+++ TEXT BLOCK

Henry Martyn: A Student of the Great Books in Light of the Greatest Book for the Sake of the Great Commission

Share

Twenty-first century American evangelicals can be excused for not knowing the name of Henry Martyn (1781-1812)—a paedo-baptist Anglican who was employed as a chaplain for the East India Company and whose ministry in India and Persia encompassed just six years before his death due to sickness at age thirty-one. But his formation and ministry provide us an example worth imitating at Bethlehem College and Seminary. His calvinistic, evangelical formation and his Cambridge classical education combined to give him an extraordinary ability to manage translations of the New Testament and to witness creatively in different cultures.

Henry Martyn received a classical education culminating in a degree from Cambridge. He distinguished himself by winning the prize as “Chief Wrangler,” the top student in mathematics at a time when Cambridge was known as the top school for mathematics. He also won a prize in Latin composition, was appointed fellow of his college after he graduated, and served as examiner for two years. His journal often records, as on a day in 1803, “I read Hebrew, and the Greek of the Epistle to the Hebrews.”[1] That was his classical training, a distinct privilege in the early 1800s and a tool that he carried directly into his ministry.

Martyn’s spiritual formation and love for Scripture received encouragement from a fervent group of evangelical Anglicans including Cambridge pastor Charles Simeon. He immersed himself in the biblical languages and in reading spiritual classics such as the Puritans and Jonathan Edwards.[2] He served in ministry to a village outside Cambridge under Simeon before traveling to India in 1806.

There is no question about his substantial contribution to early missions efforts in northern India. He oversaw and edited the first translation of the New Testament into Urdu, a text which was published shortly after his death and served as the basis for all Urdu Bible translations during the next century (nearly 230 million people speak Urdu today).[3] Second, in a furious year of work, he completely re-translated the New Testament into Persian after an initial version proved insufficient for native speakers. While a guest in Shiraz, Persia (today, Iran), he engaged with Muslim clerics and visitors about the Christian faith.

Martyn’s life and ministry followed the same three emphases as the undergraduate program at Bethlehem: engaging with classic and proven texts alongside consistently deep study of the Bible, all for the sake of participating in God’s redemptive purposes around the world.

++++++
+++ RECORDS

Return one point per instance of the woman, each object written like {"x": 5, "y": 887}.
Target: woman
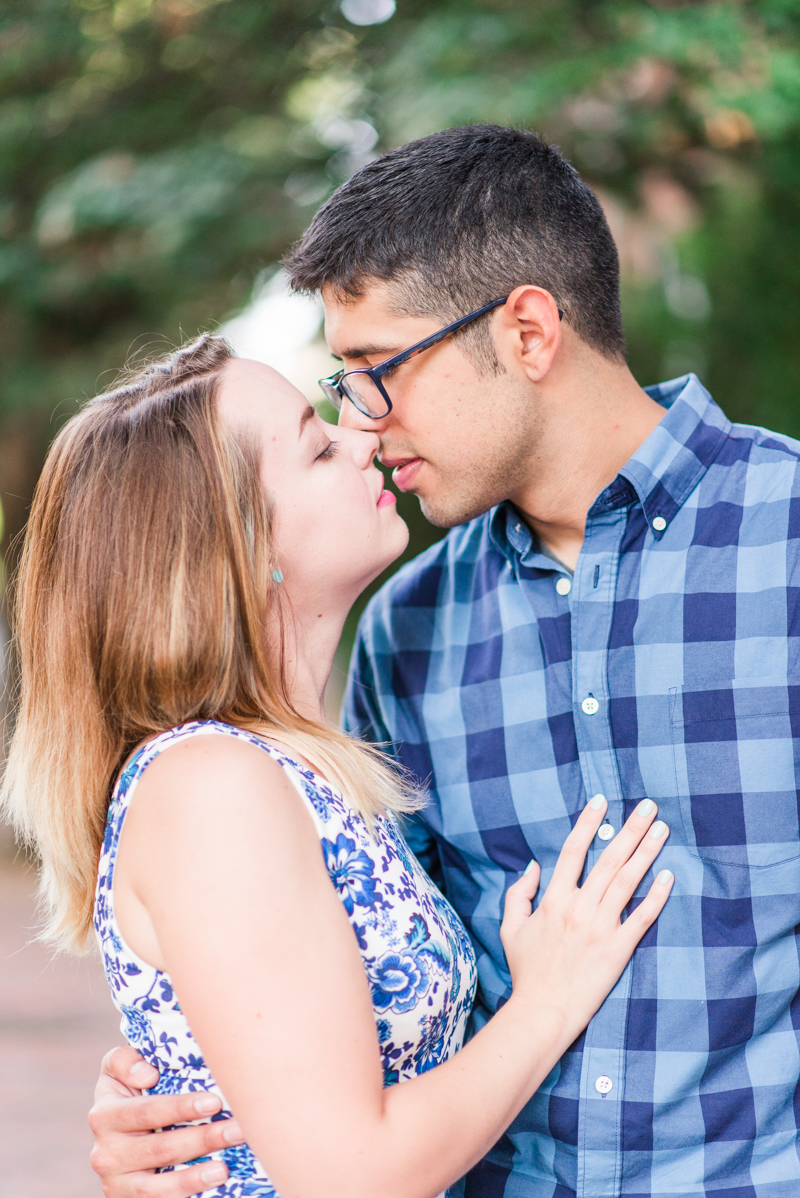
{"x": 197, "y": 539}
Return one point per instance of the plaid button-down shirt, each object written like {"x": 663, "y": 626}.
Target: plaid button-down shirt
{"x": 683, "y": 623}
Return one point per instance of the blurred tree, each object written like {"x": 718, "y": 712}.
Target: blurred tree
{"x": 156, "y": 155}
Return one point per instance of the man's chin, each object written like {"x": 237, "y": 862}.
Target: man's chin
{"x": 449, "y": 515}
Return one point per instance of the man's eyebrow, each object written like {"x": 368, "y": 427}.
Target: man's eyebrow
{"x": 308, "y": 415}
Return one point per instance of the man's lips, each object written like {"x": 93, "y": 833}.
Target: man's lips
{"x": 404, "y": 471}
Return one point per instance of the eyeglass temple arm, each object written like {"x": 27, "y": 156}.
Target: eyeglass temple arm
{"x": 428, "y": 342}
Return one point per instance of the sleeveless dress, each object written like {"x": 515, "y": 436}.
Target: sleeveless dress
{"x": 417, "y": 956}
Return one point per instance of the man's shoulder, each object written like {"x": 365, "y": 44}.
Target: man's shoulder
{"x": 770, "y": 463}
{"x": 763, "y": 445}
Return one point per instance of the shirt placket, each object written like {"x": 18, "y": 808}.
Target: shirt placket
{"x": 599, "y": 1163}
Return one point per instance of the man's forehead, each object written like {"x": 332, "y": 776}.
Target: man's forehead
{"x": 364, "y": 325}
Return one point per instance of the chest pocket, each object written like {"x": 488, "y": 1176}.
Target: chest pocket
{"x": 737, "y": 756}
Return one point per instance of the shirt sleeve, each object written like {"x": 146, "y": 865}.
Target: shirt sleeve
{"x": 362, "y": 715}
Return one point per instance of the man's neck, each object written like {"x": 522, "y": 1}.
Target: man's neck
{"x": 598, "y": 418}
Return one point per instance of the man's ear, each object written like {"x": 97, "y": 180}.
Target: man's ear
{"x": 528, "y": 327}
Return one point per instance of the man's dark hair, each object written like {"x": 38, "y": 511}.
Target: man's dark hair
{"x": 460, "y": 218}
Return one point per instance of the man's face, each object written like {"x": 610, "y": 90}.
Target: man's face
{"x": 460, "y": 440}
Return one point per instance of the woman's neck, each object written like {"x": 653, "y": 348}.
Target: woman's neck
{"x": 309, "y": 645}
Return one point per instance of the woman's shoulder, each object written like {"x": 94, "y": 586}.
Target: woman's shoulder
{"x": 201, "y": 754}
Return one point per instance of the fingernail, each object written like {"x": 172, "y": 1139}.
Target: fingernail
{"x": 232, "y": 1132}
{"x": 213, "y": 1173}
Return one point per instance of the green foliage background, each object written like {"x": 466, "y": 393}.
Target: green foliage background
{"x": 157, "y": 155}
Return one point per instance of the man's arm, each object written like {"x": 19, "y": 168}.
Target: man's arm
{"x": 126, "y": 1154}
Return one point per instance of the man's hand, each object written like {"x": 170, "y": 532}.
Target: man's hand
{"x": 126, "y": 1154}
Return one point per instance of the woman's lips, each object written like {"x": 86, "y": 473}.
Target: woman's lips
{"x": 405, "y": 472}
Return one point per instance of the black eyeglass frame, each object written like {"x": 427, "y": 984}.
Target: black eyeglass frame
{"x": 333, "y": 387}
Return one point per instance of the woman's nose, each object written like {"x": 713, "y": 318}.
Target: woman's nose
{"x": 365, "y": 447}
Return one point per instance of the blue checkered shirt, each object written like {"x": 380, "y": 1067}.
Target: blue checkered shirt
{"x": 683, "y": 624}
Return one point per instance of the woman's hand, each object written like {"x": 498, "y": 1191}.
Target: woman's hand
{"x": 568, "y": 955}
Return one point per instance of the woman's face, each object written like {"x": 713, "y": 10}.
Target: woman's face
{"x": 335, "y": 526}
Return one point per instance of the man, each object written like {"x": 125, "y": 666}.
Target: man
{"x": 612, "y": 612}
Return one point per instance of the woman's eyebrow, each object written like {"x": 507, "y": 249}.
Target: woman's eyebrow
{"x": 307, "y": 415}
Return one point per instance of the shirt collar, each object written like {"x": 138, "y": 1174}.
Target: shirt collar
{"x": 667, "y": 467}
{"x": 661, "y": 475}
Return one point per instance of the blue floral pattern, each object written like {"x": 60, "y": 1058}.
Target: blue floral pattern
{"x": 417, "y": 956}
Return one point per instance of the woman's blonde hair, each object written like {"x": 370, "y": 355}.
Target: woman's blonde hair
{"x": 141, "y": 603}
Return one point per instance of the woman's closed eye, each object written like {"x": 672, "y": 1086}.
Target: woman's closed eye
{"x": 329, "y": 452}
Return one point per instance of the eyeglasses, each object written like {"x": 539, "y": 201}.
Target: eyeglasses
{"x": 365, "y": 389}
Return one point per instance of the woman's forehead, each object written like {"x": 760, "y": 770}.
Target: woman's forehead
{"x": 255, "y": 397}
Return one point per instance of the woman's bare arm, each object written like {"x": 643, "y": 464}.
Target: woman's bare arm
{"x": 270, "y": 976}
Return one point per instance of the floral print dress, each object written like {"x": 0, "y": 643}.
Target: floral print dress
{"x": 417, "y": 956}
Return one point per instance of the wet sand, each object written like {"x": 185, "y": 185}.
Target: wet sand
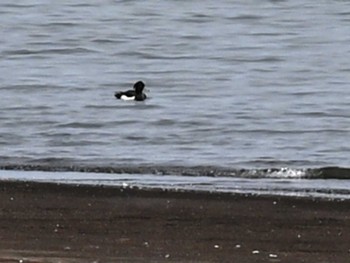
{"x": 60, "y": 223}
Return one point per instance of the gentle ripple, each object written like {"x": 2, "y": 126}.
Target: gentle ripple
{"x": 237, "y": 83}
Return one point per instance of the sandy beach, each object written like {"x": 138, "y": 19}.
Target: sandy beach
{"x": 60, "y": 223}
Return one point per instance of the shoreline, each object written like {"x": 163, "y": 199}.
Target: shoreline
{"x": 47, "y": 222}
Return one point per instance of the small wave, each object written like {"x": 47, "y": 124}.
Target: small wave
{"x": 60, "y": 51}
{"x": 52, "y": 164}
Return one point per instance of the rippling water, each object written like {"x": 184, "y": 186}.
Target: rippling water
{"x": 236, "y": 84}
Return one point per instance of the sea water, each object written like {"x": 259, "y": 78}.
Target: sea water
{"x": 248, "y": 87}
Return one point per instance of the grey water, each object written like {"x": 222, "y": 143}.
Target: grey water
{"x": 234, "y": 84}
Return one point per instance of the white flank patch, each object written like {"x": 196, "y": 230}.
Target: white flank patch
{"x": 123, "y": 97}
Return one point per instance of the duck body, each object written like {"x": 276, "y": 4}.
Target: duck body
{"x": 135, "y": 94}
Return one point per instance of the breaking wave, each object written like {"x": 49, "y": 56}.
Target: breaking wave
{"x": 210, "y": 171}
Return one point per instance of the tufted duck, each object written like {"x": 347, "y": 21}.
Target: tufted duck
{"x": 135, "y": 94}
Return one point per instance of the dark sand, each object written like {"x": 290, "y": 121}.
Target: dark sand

++++++

# DIRECTIONS
(a) Please transcribe the part of the Henry Martyn text that opens with the words containing "Henry Martyn received" and closes with "into his ministry.".
(b) In the part of the records that opens with the line containing "Return one point per instance of the eyeglasses, each" and runs through the end of the records, replace "sandy beach" with "pebble beach" and leave everything else unchanged. Return only those lines, without the pictures.
The Henry Martyn text and the records are separate, unrelated material.

# TASK-BY-TASK OUTPUTS
(a)
Henry Martyn received a classical education culminating in a degree from Cambridge. He distinguished himself by winning the prize as “Chief Wrangler,” the top student in mathematics at a time when Cambridge was known as the top school for mathematics. He also won a prize in Latin composition, was appointed fellow of his college after he graduated, and served as examiner for two years. His journal often records, as on a day in 1803, “I read Hebrew, and the Greek of the Epistle to the Hebrews.”[1] That was his classical training, a distinct privilege in the early 1800s and a tool that he carried directly into his ministry.

(b)
Return one point per instance of the eyeglasses, each object written like {"x": 539, "y": 201}.
Target: eyeglasses
{"x": 365, "y": 389}
Return one point per instance of the woman's forehead, each object written like {"x": 760, "y": 770}.
Target: woman's forehead
{"x": 255, "y": 397}
Return one point per instance of the woman's bare arm, each object written like {"x": 643, "y": 464}.
Target: woman's bare arm
{"x": 270, "y": 976}
Return one point per instance of the floral print dress, each object written like {"x": 0, "y": 643}.
Target: floral print dress
{"x": 417, "y": 956}
Return one point per instance of the wet sand, each object written like {"x": 185, "y": 185}.
Target: wet sand
{"x": 60, "y": 223}
Return one point per instance of the gentle ripple, each object written like {"x": 2, "y": 126}.
Target: gentle ripple
{"x": 237, "y": 83}
Return one point per instance of the pebble beach, each object written like {"x": 138, "y": 19}.
Target: pebble beach
{"x": 60, "y": 223}
Return one point per instance of the shoreline, each object written like {"x": 163, "y": 199}.
Target: shoreline
{"x": 47, "y": 222}
Return one point per instance of the small wave, each object written like {"x": 47, "y": 124}.
Target: small wave
{"x": 60, "y": 51}
{"x": 52, "y": 164}
Return one point per instance of the rippling water, each object written like {"x": 184, "y": 186}.
Target: rippling water
{"x": 236, "y": 84}
Return one point per instance of the sea water, each object written like {"x": 259, "y": 78}.
Target: sea water
{"x": 248, "y": 87}
Return one point per instance of the grey water, each object written like {"x": 222, "y": 143}.
Target: grey water
{"x": 234, "y": 84}
Return one point per instance of the white flank patch, each object written like {"x": 196, "y": 230}.
Target: white flank patch
{"x": 123, "y": 97}
Return one point per instance of the duck body, each object written like {"x": 276, "y": 4}.
Target: duck body
{"x": 135, "y": 94}
Return one point per instance of the breaking wave, each object written like {"x": 49, "y": 56}.
Target: breaking wave
{"x": 210, "y": 171}
Return one point per instance of the tufted duck, each object written like {"x": 347, "y": 21}.
Target: tufted duck
{"x": 135, "y": 94}
Return one point per instance of the dark sand, each object written like {"x": 290, "y": 121}.
Target: dark sand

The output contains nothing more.